__Gestellte Aufgabe a__.
Schreiben Sie aus den Einträgen die Zeilen ab, beginnend mit der Zeile, die „Segment the <item>ocean</item>“ enthält, und endend mit dem Ende der Einträge, ohne jede Änderung. Bilder lassen Sie in Ihrer Antwort weg.

__Angezeigter Text__.
○ ○ ○ ○
Jens Rüggeberg: Wider den aktuellen Geschichtsrevisionismus!
11. Mai 2023
Redebetrag der VVN-BdA auf der 8. Mai Kundgebung in Tübingen
30. November 2022 – den Tag hat niemand auf dem Schirm. Aber er ist als denkwürdig in die Geschichte des deutschen Parlamentarismus eingegangen. Zum ersten Mal hat der Bundestag eine Frage durch einen Beschluss zu entscheiden versucht, die in der Geschichtswissenschaft nach wie kontrovers diskutiert wird. In einer Resolution erklärte er den so genannten „Holodomor“ zu einem Akt des Völkermords. Mehrmals waren zuvor Anträge mit eben diesem Ziel im Petitionsausschuss gescheitert, und auch die Wissenschaftlichen Dienste des Bundestages sprachen sich mehrfach gegen die Erklärung des „Holodomor“ zum Völkermord aus.
Worum geht es und was hat diesen Sinneswandel bewirkt?
1932/33 gab es in der Sowjetunion eine furchtbare Hungersnot. Die wurde durch planvolle Entscheidungen der sowjetischen Führung wenn nicht verursacht, so doch erheblich verschärft. Priorität hatte die Industrialisierung, und diesem Ziel wurde namentlich die Landbevölkerung geopfert – in Westeuropa war vom 17. bis 19. Jahrhundert die Industrialisierung durch Ausraubung der Kolonien (die Sowjetunion hatte keine), durch Sklavenhandel und ebenfalls durch Ausplünderung der Bauernschaft finanziert worden (was die damalige Hungerkatastrophe in der Sowjetunion nicht weniger furchtbar macht). In keiner Sowjetrepublik starben während der Hungersnot so viele Menschen wie in der Ukraine – es waren Millionen; aber in Kasachstan war der Prozentsatz der Hungertoten an der Gesamtbevölkerung am höchsten.
○ ○ ○ ○
(Einträge aus einem Annotationsdatensatz)

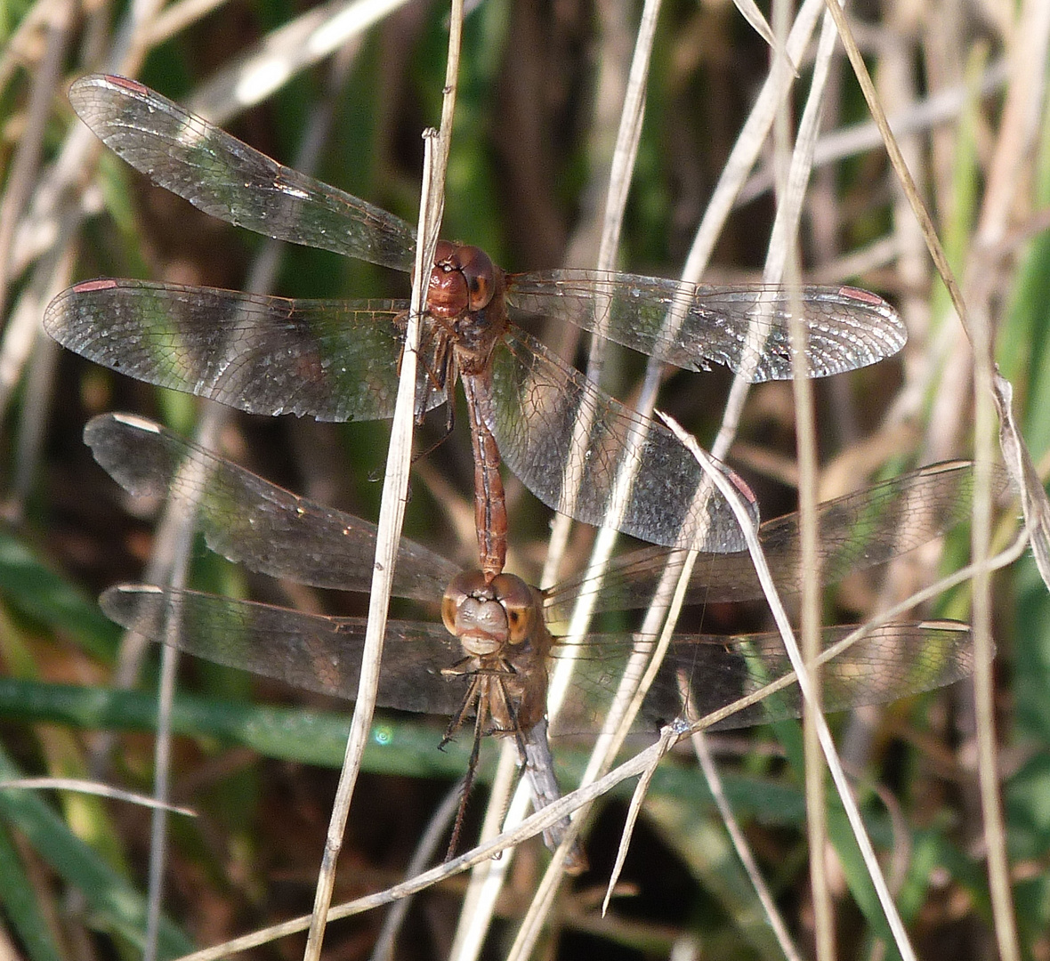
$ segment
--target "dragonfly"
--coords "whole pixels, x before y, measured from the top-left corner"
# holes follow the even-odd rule
[[[370,589],[373,524],[291,494],[140,417],[101,415],[87,424],[84,436],[96,460],[129,493],[170,496],[191,506],[193,521],[213,551],[249,569],[310,586]],[[818,514],[825,576],[841,579],[943,532],[963,516],[971,479],[968,462],[950,461],[822,504]],[[778,586],[796,590],[795,574],[786,568],[798,556],[798,516],[768,521],[759,537]],[[442,623],[388,622],[378,704],[450,716],[445,740],[472,717],[467,784],[482,737],[514,736],[536,806],[550,803],[559,793],[547,739],[547,677],[549,666],[568,652],[556,625],[568,620],[584,593],[593,596],[598,611],[647,605],[658,568],[682,553],[651,547],[630,551],[615,558],[602,580],[585,577],[538,590],[506,572],[486,580],[483,571],[462,571],[403,539],[393,592],[430,604],[442,598]],[[743,573],[742,557],[710,555],[706,560],[711,563],[701,558],[694,568],[689,600],[760,594],[754,574]],[[153,641],[174,643],[196,656],[307,690],[356,696],[364,619],[142,584],[112,587],[101,603],[113,621]],[[169,630],[170,623],[178,630]],[[841,625],[825,628],[825,647],[852,630]],[[632,651],[651,651],[655,642],[636,632],[587,636],[572,652],[574,695],[558,719],[560,729],[601,728],[617,674]],[[972,667],[965,624],[885,624],[824,665],[825,707],[841,710],[894,701],[960,680]],[[655,730],[684,712],[701,717],[790,670],[776,633],[677,634],[643,703],[639,726]],[[688,691],[686,704],[682,691]],[[790,687],[716,727],[798,716],[800,710],[799,694]],[[461,807],[450,850],[462,816]],[[548,829],[548,847],[555,848],[567,828],[565,820]],[[583,863],[578,850],[570,864],[579,870]]]
[[[207,213],[411,273],[411,225],[282,166],[141,83],[92,75],[72,84],[69,100],[118,155]],[[415,413],[421,420],[449,400],[457,380],[463,384],[479,560],[489,579],[506,560],[501,463],[547,506],[585,523],[664,546],[744,547],[728,501],[673,434],[601,391],[512,317],[568,320],[660,361],[687,370],[722,363],[754,382],[792,376],[793,305],[814,377],[875,363],[906,340],[894,308],[853,287],[714,287],[596,270],[516,274],[477,247],[447,241],[426,284]],[[406,312],[403,300],[288,299],[100,278],[59,294],[44,328],[84,357],[149,383],[254,414],[343,421],[393,415]],[[753,495],[726,471],[757,523]],[[633,478],[629,485],[617,481],[624,476]]]

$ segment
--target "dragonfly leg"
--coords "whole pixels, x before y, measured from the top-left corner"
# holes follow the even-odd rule
[[[478,772],[478,758],[481,755],[481,738],[484,736],[485,706],[484,698],[479,695],[478,710],[474,723],[474,745],[470,748],[470,759],[467,761],[466,775],[463,778],[463,787],[460,789],[459,810],[456,812],[456,823],[453,826],[453,834],[448,839],[448,851],[445,853],[445,860],[452,860],[459,848],[460,834],[463,832],[463,818],[466,816],[466,799],[470,796],[470,789],[474,787],[475,775]],[[464,703],[464,708],[466,703]],[[462,714],[463,709],[460,713]]]

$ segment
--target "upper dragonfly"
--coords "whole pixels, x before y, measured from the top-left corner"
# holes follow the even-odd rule
[[[110,149],[207,213],[412,271],[416,233],[404,221],[278,164],[142,84],[84,77],[69,100]],[[793,304],[802,310],[814,377],[875,363],[906,339],[885,300],[852,287],[711,287],[593,270],[510,274],[478,248],[448,242],[438,245],[427,290],[417,416],[462,381],[488,579],[506,556],[501,459],[545,504],[586,523],[667,546],[744,546],[728,502],[717,492],[698,496],[702,471],[685,446],[549,353],[511,313],[566,319],[688,370],[724,363],[755,382],[792,376]],[[393,414],[406,310],[406,301],[99,279],[56,297],[44,327],[113,370],[250,413],[368,420]],[[579,424],[589,425],[585,434]],[[633,477],[626,495],[618,476]]]
[[[96,460],[127,490],[170,496],[192,506],[208,546],[252,570],[326,588],[368,591],[375,527],[296,497],[165,429],[127,415],[92,419],[84,431]],[[932,464],[818,509],[821,572],[828,581],[919,546],[966,513],[970,465]],[[798,516],[762,525],[759,538],[778,586],[797,589]],[[394,593],[433,603],[442,597],[444,625],[387,622],[378,703],[452,715],[446,737],[475,718],[468,776],[482,735],[511,735],[533,786],[537,807],[558,796],[547,745],[548,663],[565,653],[554,628],[568,620],[581,594],[597,610],[647,606],[657,573],[682,551],[645,548],[613,560],[604,578],[585,577],[548,590],[503,573],[485,583],[449,561],[402,539]],[[760,596],[748,555],[701,557],[688,599],[741,600]],[[710,562],[710,563],[709,563]],[[118,623],[154,641],[290,684],[353,698],[360,676],[363,619],[333,618],[150,585],[121,585],[102,597]],[[176,623],[180,630],[168,628]],[[550,625],[550,629],[548,629]],[[825,646],[850,627],[824,630]],[[656,639],[592,634],[574,648],[573,695],[563,730],[602,725],[617,678],[637,681],[629,657],[651,653]],[[948,684],[972,668],[969,631],[956,622],[885,624],[822,668],[827,710],[876,704]],[[700,717],[750,694],[791,669],[779,634],[676,634],[643,703],[643,724],[681,713]],[[682,698],[686,703],[682,703]],[[797,716],[794,687],[720,722],[731,728]],[[567,714],[567,716],[566,716]],[[559,842],[566,823],[546,840]],[[575,863],[583,863],[579,851]]]

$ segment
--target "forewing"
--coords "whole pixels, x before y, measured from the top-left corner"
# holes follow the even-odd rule
[[[545,504],[587,524],[621,517],[617,476],[634,467],[617,529],[668,546],[740,550],[743,537],[729,502],[692,454],[666,427],[640,417],[511,328],[492,355],[495,409],[489,429],[503,461]],[[589,423],[586,435],[579,424]],[[640,438],[636,440],[636,438]],[[757,523],[758,509],[738,483]]]
[[[84,430],[94,459],[130,494],[192,507],[208,546],[231,561],[313,587],[369,591],[376,528],[296,497],[140,417],[103,414]],[[459,568],[402,538],[394,593],[436,602]]]
[[[707,370],[723,363],[752,382],[792,375],[793,304],[801,307],[812,377],[876,363],[907,340],[900,315],[853,287],[709,287],[593,270],[552,270],[511,278],[516,308],[566,319],[666,363]],[[677,320],[672,307],[677,305]]]
[[[363,619],[326,618],[191,590],[123,584],[100,599],[106,614],[151,641],[295,687],[353,701],[364,645]],[[169,622],[174,630],[169,630]],[[381,707],[452,714],[467,678],[442,668],[462,657],[440,624],[391,621],[379,674]]]
[[[902,474],[817,507],[820,578],[834,584],[883,564],[949,530],[967,517],[973,471],[969,461],[946,461]],[[1003,483],[1003,479],[999,479]],[[758,539],[777,589],[801,589],[799,516],[788,514],[759,527]],[[581,594],[595,594],[595,610],[649,605],[668,565],[686,552],[644,547],[614,558],[604,574],[559,584],[545,593],[551,621],[567,621]],[[700,555],[690,576],[687,604],[751,601],[762,597],[751,555]]]
[[[154,184],[268,237],[411,271],[416,232],[399,217],[292,170],[123,77],[69,88],[81,120]]]
[[[59,294],[44,329],[111,370],[250,414],[373,420],[394,413],[402,306],[102,279]],[[428,360],[426,409],[445,399]]]

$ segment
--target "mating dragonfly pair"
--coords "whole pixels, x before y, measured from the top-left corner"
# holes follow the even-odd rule
[[[201,209],[268,236],[411,270],[416,238],[410,225],[277,164],[141,84],[86,77],[72,85],[69,96],[80,117],[111,149]],[[905,340],[892,308],[855,288],[715,288],[579,270],[507,274],[477,248],[447,242],[438,246],[427,291],[416,413],[422,418],[449,399],[457,379],[463,383],[481,571],[457,580],[446,562],[420,553],[422,548],[402,547],[397,569],[401,591],[435,600],[453,583],[443,612],[456,640],[436,626],[392,625],[390,640],[403,643],[387,644],[381,703],[452,713],[454,724],[472,714],[478,736],[489,728],[509,730],[520,741],[543,727],[545,665],[556,648],[541,608],[559,609],[565,591],[540,593],[502,572],[507,523],[501,461],[546,504],[595,525],[607,522],[613,499],[620,498],[617,478],[632,472],[615,526],[664,549],[617,562],[609,586],[578,585],[598,591],[606,606],[645,604],[666,548],[724,556],[717,564],[700,565],[710,579],[702,587],[708,600],[715,600],[718,590],[731,599],[753,596],[755,582],[729,503],[708,493],[702,472],[685,446],[550,354],[511,321],[511,312],[568,319],[691,370],[726,363],[752,381],[791,376],[793,305],[801,306],[812,376],[873,363],[896,353]],[[98,279],[56,297],[44,326],[69,349],[150,383],[251,413],[354,420],[393,412],[406,310],[403,301],[290,300]],[[582,437],[580,423],[589,425]],[[145,444],[124,450],[123,440],[111,439],[131,433],[140,440],[147,434],[158,438],[158,453],[144,455]],[[122,472],[143,469],[130,462],[145,458],[143,465],[158,489],[181,476],[162,466],[171,468],[189,450],[160,429],[127,418],[94,422],[88,440],[119,479]],[[121,456],[105,454],[122,450]],[[204,452],[193,457],[209,463],[208,484],[194,492],[201,503],[213,502],[213,489],[228,495],[202,514],[215,549],[255,569],[306,583],[368,588],[361,570],[371,577],[373,534],[363,522],[276,492],[258,478],[246,480]],[[934,465],[855,496],[858,500],[826,505],[822,537],[827,566],[876,563],[899,552],[902,543],[933,536],[959,503],[966,469]],[[747,490],[742,481],[739,486]],[[894,498],[902,499],[906,513],[891,506]],[[914,527],[917,503],[922,521]],[[288,504],[296,505],[294,518]],[[753,500],[751,506],[757,518]],[[880,510],[873,511],[875,506]],[[249,529],[242,523],[247,516],[279,516],[280,523]],[[874,525],[866,555],[846,560],[856,537],[846,522]],[[794,521],[762,529],[769,546],[784,559],[778,567],[794,578],[797,563],[789,560],[797,556]],[[357,534],[351,537],[351,531]],[[346,564],[341,573],[333,571],[336,558]],[[413,559],[422,560],[417,564]],[[114,588],[103,603],[120,623],[155,640],[163,636],[158,626],[163,617],[174,613],[184,625],[181,643],[205,656],[232,659],[238,666],[314,689],[356,690],[352,651],[357,628],[350,622],[152,587]],[[828,639],[841,630],[833,629]],[[965,636],[965,627],[942,622],[889,625],[862,642],[857,654],[847,655],[861,657],[865,669],[858,675],[856,662],[852,671],[844,667],[841,693],[830,692],[828,703],[890,699],[947,683],[969,668]],[[724,639],[713,645],[696,639],[682,643],[680,664],[682,669],[690,666],[689,677],[698,678],[702,691],[691,696],[701,710],[733,699],[731,692],[738,696],[755,678],[764,683],[783,671],[778,642],[769,638],[749,639],[743,647]],[[457,659],[450,647],[460,645]],[[752,655],[741,653],[744,649],[757,652],[754,664]],[[396,663],[399,651],[404,652],[403,669]],[[607,673],[613,654],[610,649],[584,660]],[[414,680],[399,682],[405,675]],[[419,681],[423,676],[436,683],[424,685]],[[662,705],[655,714],[670,717],[680,709],[680,699],[673,702],[677,707],[668,707],[667,696],[669,688],[651,695],[650,708]],[[760,716],[797,710],[791,695],[783,703],[782,708],[763,708]]]

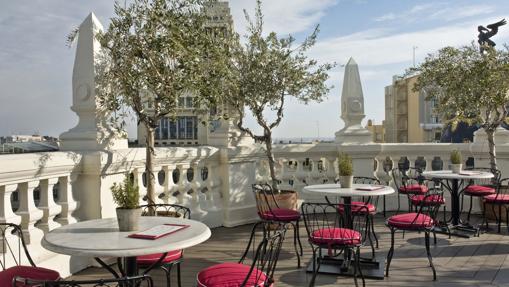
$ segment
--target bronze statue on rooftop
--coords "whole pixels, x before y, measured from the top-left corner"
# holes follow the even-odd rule
[[[484,52],[486,46],[495,47],[495,42],[493,42],[490,38],[495,36],[498,33],[498,27],[503,26],[507,23],[505,19],[502,19],[496,23],[489,24],[486,27],[478,26],[477,30],[479,31],[478,41],[480,45],[481,53]]]

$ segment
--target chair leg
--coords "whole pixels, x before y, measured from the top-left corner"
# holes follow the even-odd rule
[[[179,287],[182,287],[182,279],[180,276],[180,262],[177,263],[177,284]]]
[[[361,268],[361,249],[360,247],[357,247],[357,250],[355,251],[355,269],[359,271],[359,274],[361,275],[362,280],[362,287],[366,286],[366,280],[364,280],[364,275],[362,274],[362,268]],[[355,272],[355,278],[357,278],[357,272]],[[356,282],[357,284],[357,282]]]
[[[474,201],[474,197],[470,197],[470,207],[468,208],[468,214],[467,214],[467,222],[470,223],[470,214],[472,213],[472,202]]]
[[[291,225],[293,226],[293,248],[295,249],[295,254],[297,255],[297,268],[300,268],[300,252],[297,247],[297,234],[299,233],[297,231],[298,227],[293,222],[291,223]]]
[[[429,266],[431,270],[433,270],[433,281],[437,280],[437,273],[435,271],[435,266],[433,265],[433,258],[431,257],[431,251],[429,247],[429,231],[424,232],[424,243],[426,245],[426,253],[428,255]]]
[[[296,225],[297,225],[297,229],[296,229],[296,231],[297,231],[297,242],[299,243],[300,256],[304,256],[304,251],[303,251],[303,249],[302,249],[302,243],[300,242],[299,221],[300,221],[300,220],[297,220],[297,223],[296,223]]]
[[[394,254],[394,233],[395,229],[391,228],[391,248],[389,249],[389,253],[387,253],[387,266],[385,266],[385,276],[389,276],[389,267],[391,266],[392,255]]]
[[[376,248],[378,249],[378,236],[376,236],[376,232],[375,232],[375,216],[374,215],[371,216],[371,231],[373,232],[373,237],[375,237]]]
[[[161,269],[164,270],[164,273],[166,275],[166,287],[171,287],[171,268],[172,267],[173,267],[172,264],[161,266]]]
[[[313,277],[311,277],[311,282],[309,282],[309,287],[315,286],[316,275],[318,274],[318,270],[320,269],[320,256],[318,256],[318,257],[316,256],[316,250],[320,249],[320,247],[315,249],[311,246],[311,248],[313,249]]]

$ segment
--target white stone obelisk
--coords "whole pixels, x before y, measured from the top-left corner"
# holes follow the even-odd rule
[[[81,23],[72,75],[72,107],[79,117],[76,127],[60,135],[61,150],[98,151],[127,148],[127,139],[117,135],[97,100],[96,69],[101,46],[96,34],[103,26],[94,13]]]
[[[341,94],[341,119],[345,122],[345,127],[336,132],[336,143],[372,142],[371,132],[361,124],[364,117],[364,95],[359,66],[350,58],[345,66]]]

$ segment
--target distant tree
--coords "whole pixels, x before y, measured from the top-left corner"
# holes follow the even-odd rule
[[[410,73],[419,73],[415,91],[424,89],[436,111],[454,130],[458,123],[477,124],[488,138],[490,166],[497,168],[495,130],[507,121],[509,50],[475,44],[445,47],[430,54]]]
[[[183,95],[193,95],[199,111],[215,106],[222,93],[228,33],[207,25],[204,11],[213,2],[133,0],[127,7],[116,2],[110,26],[98,35],[107,63],[98,73],[101,103],[116,112],[114,120],[132,109],[146,129],[149,202],[154,202],[154,131],[160,120],[175,116]]]
[[[263,35],[261,1],[257,1],[254,21],[245,10],[244,14],[248,32],[244,43],[231,48],[233,68],[229,84],[233,90],[225,102],[239,116],[238,128],[265,144],[272,186],[277,189],[272,131],[283,119],[285,100],[293,97],[303,103],[321,101],[330,89],[325,81],[334,65],[318,64],[305,55],[316,42],[318,26],[302,44],[294,47],[292,36],[279,38],[274,32]],[[262,134],[255,134],[245,125],[246,109],[263,129]]]

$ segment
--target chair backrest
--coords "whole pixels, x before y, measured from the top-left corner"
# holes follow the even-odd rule
[[[247,285],[247,283],[261,283],[262,281],[263,286],[273,285],[274,271],[276,270],[286,229],[287,226],[284,223],[271,224],[265,221],[258,222],[253,226],[250,240],[239,260],[239,263],[244,263],[246,258],[252,259],[249,273],[241,286],[252,286]],[[262,276],[265,276],[265,280]]]
[[[469,168],[465,168],[465,170],[478,170],[478,171],[485,171],[485,172],[493,173],[492,178],[474,179],[474,180],[471,180],[469,182],[469,184],[497,187],[500,183],[500,178],[502,177],[502,173],[500,172],[500,170],[498,170],[498,169],[493,170],[489,167],[469,167]]]
[[[272,208],[279,208],[272,187],[267,183],[256,183],[252,185],[256,200],[258,214],[272,213]]]
[[[35,266],[23,239],[21,226],[13,223],[0,223],[0,242],[0,265],[2,270],[11,267],[13,264],[26,265],[23,264],[25,260],[31,266]]]
[[[178,204],[160,203],[140,205],[142,216],[191,218],[191,210]]]
[[[94,279],[74,281],[40,281],[21,277],[14,278],[13,287],[152,287],[154,282],[149,275],[123,277],[116,279]]]
[[[409,167],[407,169],[393,168],[392,180],[396,186],[396,190],[412,184],[420,184],[424,181],[422,170],[419,168]]]
[[[346,210],[355,210],[355,216],[347,216]],[[366,206],[351,204],[308,203],[301,205],[302,218],[308,238],[328,233],[331,228],[347,228],[359,232],[361,241],[369,237],[369,210]],[[330,234],[330,233],[329,233]]]

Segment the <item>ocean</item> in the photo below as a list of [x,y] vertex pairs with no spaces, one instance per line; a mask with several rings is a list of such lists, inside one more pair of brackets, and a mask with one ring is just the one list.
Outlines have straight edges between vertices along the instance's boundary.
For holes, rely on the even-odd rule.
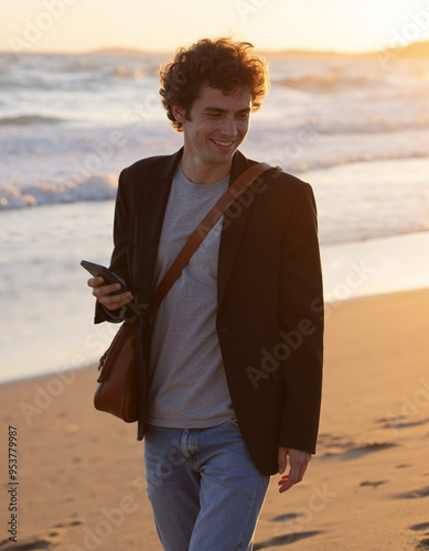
○ ○ ○ ○
__Gestellte Aufgabe b__.
Beantworten Sie zur Rede über den Geschichtsrevisionismus folgende Fragen:
(i) An welchem Tag erklärte der Bundestag laut Rede den „Holodomor“ zum Völkermord?
(ii) In welchen Jahren herrschte die Hungersnot in der Sowjetunion?
(iii) In welcher Sowjetrepublik war der Anteil der Hungertoten an der Gesamtbevölkerung am höchsten?

__Ergebnis der Aufgabe a__.
Segment the <item>ocean</item> in the photo below as a list of [x,y] vertex pairs with no spaces, one instance per line; a mask with several rings is a list of such lists, inside one more pair of brackets, and a mask with one ring is just the one list.
Outlines have straight edges between vertices along the instance's boundary.
For holes, rely on the even-odd rule.

__Ergebnis der Aufgabe b__.
(i) Am 30. November 2022.
(ii) 1932/33.
(iii) In Kasachstan.